** start of RECORDS SHOWN **
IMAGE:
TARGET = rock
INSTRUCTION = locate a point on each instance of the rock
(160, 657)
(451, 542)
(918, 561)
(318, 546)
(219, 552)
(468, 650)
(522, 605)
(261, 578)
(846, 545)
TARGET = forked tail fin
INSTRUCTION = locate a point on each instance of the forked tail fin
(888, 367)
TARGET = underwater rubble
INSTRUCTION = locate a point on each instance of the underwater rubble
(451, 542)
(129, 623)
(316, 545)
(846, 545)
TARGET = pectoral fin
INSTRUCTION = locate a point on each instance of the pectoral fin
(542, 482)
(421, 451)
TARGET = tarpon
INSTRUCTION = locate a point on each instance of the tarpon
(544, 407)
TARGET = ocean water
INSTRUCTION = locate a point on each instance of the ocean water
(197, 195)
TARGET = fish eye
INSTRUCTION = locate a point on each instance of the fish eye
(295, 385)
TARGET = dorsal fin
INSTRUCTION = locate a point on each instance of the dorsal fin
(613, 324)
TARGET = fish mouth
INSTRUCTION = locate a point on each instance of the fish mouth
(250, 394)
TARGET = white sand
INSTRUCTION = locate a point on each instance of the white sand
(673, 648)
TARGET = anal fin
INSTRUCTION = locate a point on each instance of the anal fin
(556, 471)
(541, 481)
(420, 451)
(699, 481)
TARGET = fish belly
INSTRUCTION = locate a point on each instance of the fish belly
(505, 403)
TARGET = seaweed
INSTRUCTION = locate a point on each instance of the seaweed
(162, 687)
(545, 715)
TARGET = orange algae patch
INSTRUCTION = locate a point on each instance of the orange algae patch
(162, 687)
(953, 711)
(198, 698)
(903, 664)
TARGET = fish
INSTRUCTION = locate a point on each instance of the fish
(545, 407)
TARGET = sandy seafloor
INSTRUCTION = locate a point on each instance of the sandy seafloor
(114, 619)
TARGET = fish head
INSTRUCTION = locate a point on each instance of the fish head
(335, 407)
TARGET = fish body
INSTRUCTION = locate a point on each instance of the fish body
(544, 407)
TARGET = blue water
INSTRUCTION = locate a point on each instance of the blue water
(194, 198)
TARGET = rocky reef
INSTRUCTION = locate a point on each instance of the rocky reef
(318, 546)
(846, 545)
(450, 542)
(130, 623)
** end of RECORDS SHOWN **
- _WHAT TO PRODUCE_
Rewrite the part of the items that opens with the line containing "TARGET = blue water" and runs through the end of the items, changing "rocky reef" to "stone reef" and keeping everything else the same. Give back only those lines.

- _THE SOLUTION_
TARGET = blue water
INSTRUCTION = locate a point on each instance of the blue water
(194, 198)
TARGET = stone reef
INSTRUCTION = locate a point on each instance of the stone reef
(318, 546)
(846, 545)
(450, 542)
(130, 623)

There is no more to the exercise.